**The problem**
Locate the line that contains "[point] every instance of the distant hill", then copy it and all later lines of the data below exactly, through the last one.

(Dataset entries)
= Beginning of Section =

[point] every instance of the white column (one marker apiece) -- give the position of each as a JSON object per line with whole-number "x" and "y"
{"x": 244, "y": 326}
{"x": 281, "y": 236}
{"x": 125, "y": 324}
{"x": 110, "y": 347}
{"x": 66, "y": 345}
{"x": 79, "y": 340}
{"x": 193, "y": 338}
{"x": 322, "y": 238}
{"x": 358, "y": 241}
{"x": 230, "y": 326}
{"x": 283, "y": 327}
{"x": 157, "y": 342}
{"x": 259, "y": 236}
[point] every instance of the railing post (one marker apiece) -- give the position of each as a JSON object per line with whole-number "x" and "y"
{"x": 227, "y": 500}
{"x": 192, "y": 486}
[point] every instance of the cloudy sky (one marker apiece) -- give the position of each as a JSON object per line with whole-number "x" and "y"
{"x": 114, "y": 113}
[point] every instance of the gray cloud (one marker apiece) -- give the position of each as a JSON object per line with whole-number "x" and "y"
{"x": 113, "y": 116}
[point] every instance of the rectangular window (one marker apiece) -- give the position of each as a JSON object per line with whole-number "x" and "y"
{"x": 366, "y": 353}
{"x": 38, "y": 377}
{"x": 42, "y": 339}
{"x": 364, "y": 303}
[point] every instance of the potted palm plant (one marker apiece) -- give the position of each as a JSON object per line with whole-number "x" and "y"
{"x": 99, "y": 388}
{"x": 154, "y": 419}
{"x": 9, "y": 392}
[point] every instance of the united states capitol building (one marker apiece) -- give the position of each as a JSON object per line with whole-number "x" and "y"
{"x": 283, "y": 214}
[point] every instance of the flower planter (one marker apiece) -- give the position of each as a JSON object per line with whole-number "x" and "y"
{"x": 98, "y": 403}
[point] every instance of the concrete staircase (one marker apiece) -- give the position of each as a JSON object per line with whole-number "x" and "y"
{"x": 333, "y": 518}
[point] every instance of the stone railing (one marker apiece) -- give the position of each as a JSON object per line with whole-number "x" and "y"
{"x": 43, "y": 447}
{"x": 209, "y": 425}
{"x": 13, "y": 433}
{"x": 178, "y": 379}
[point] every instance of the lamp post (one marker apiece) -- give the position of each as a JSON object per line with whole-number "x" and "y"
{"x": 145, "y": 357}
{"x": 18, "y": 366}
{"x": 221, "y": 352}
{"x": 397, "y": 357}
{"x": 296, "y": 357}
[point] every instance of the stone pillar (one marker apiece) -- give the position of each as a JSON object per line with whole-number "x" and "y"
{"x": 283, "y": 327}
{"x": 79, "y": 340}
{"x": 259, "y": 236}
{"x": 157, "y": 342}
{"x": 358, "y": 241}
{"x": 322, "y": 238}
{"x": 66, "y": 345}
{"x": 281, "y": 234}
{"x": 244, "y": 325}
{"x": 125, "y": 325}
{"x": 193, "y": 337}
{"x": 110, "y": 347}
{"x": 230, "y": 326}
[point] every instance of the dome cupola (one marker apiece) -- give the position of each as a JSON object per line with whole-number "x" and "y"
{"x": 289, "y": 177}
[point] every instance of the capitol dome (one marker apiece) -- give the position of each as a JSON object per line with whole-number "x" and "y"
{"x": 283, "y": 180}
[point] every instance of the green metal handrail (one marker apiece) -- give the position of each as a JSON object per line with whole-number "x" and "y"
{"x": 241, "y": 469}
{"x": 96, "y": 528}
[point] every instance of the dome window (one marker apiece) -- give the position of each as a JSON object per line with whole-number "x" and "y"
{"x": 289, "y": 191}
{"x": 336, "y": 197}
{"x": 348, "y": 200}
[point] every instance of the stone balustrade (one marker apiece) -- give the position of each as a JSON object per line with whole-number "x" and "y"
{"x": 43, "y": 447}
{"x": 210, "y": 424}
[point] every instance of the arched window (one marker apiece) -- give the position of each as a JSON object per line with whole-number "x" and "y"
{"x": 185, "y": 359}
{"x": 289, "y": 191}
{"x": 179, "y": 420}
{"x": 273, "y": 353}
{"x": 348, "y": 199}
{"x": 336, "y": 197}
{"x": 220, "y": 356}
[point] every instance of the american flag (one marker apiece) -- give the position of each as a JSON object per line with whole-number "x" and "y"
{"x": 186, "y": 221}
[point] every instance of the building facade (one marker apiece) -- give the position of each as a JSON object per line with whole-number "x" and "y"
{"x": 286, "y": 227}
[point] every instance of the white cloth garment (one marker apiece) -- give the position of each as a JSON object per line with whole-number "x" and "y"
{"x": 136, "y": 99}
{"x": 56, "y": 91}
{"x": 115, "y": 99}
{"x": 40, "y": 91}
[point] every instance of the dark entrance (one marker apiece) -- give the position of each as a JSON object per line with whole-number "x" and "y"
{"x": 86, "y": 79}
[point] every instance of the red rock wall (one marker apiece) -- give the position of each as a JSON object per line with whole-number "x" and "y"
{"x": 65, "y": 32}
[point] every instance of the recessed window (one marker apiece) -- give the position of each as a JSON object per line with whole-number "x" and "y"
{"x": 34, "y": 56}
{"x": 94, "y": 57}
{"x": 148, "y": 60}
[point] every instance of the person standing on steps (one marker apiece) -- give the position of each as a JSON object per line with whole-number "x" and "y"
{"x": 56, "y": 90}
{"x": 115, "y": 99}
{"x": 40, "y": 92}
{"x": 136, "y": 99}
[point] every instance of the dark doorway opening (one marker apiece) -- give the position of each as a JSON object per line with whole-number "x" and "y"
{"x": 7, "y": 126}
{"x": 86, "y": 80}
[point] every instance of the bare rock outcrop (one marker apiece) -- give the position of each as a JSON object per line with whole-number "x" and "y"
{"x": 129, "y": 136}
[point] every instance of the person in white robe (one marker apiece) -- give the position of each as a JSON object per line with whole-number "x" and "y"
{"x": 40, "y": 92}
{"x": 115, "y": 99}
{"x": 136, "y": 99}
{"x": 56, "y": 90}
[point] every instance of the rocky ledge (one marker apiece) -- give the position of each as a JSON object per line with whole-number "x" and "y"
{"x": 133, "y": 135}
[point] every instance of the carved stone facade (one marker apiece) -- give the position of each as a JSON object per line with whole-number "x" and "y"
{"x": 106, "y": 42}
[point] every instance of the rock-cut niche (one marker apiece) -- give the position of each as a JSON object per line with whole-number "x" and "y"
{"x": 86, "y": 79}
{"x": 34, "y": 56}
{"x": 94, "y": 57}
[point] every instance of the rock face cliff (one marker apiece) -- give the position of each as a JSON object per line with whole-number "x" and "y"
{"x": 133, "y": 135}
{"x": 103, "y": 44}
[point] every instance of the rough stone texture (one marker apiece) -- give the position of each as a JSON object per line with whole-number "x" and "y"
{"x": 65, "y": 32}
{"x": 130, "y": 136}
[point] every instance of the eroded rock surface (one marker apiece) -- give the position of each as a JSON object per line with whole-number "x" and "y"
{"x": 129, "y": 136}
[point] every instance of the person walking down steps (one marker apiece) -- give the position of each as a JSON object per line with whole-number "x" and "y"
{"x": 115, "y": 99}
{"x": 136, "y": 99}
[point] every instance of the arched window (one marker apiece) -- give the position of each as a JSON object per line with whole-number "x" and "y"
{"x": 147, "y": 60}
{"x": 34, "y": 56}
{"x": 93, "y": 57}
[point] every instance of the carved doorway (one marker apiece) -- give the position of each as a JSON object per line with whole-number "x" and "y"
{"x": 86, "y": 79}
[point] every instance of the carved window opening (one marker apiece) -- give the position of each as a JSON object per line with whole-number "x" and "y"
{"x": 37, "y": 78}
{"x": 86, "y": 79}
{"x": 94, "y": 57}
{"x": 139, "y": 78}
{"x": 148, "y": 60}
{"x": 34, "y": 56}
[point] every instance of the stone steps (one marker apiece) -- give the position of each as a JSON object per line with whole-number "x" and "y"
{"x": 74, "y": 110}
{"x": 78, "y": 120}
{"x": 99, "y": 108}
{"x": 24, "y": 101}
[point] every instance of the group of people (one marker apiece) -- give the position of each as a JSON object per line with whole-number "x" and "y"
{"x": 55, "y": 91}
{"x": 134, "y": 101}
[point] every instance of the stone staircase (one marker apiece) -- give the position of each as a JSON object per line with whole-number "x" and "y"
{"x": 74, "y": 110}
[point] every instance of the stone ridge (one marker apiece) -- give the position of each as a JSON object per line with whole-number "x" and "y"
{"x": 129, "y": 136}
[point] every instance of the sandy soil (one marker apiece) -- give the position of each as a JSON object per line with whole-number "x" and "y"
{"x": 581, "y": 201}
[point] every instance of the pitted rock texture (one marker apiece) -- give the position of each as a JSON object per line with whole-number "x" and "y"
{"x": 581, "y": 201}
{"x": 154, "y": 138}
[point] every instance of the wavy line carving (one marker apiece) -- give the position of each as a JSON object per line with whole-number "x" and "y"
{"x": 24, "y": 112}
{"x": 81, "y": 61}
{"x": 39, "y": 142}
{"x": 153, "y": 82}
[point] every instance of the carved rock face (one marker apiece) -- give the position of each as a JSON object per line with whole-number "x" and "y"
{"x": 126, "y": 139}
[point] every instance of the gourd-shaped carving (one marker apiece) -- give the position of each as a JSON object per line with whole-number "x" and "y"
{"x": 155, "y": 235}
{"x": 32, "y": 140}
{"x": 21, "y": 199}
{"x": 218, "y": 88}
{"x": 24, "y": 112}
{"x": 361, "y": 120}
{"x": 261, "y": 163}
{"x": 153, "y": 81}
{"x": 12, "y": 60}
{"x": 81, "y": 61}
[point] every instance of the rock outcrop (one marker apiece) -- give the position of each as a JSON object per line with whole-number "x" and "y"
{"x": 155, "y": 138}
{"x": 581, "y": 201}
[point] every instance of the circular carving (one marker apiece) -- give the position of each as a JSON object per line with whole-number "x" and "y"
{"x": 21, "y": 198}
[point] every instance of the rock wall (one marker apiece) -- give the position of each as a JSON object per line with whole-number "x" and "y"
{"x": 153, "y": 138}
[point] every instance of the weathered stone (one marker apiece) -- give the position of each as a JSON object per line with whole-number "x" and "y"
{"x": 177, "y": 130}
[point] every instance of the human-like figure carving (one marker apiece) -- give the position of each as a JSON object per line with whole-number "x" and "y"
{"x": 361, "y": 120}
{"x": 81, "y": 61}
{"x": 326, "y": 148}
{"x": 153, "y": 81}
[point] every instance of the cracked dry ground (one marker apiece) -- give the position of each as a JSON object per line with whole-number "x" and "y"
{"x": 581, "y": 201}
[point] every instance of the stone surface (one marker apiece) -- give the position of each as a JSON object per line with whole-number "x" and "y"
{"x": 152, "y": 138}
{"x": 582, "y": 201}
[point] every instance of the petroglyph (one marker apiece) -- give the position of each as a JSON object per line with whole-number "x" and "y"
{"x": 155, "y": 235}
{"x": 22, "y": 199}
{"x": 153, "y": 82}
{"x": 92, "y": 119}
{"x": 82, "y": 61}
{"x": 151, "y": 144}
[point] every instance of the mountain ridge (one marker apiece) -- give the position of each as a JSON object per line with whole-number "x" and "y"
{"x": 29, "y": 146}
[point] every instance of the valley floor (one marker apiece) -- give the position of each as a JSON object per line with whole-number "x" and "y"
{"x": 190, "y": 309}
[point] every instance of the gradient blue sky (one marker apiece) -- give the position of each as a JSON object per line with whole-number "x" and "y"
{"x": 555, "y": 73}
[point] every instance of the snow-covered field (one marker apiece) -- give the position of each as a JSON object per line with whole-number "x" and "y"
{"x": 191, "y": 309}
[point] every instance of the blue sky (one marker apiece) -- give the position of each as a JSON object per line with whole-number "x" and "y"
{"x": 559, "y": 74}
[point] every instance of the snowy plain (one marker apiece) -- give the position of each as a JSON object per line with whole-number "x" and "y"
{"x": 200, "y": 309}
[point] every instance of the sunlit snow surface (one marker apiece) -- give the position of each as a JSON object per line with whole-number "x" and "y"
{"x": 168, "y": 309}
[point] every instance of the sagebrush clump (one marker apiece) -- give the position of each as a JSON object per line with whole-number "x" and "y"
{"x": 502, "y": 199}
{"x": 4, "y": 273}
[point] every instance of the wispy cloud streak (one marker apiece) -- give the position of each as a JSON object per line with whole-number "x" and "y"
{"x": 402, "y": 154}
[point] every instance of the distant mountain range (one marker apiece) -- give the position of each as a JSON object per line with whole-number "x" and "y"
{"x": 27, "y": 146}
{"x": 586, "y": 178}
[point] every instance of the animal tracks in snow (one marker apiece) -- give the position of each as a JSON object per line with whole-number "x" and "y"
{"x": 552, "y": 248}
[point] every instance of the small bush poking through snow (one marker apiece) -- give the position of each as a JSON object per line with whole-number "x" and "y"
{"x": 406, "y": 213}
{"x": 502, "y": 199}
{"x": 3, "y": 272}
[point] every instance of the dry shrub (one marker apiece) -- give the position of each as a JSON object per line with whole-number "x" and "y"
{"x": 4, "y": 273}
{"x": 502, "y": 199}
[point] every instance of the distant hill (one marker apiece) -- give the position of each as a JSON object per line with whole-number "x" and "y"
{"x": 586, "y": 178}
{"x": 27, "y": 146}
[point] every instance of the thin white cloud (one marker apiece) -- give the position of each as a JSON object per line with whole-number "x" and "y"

= End of Section =

**Output of the task**
[point] every instance of the distant hill (one marker apiece) -- give the position of each as a JSON object per line with whole-number "x" and "y"
{"x": 586, "y": 178}
{"x": 27, "y": 146}
[point] every instance of the thin white cloud (one marker apiece) -- give the position of each as a JSON object per line with whole-number "x" and "y"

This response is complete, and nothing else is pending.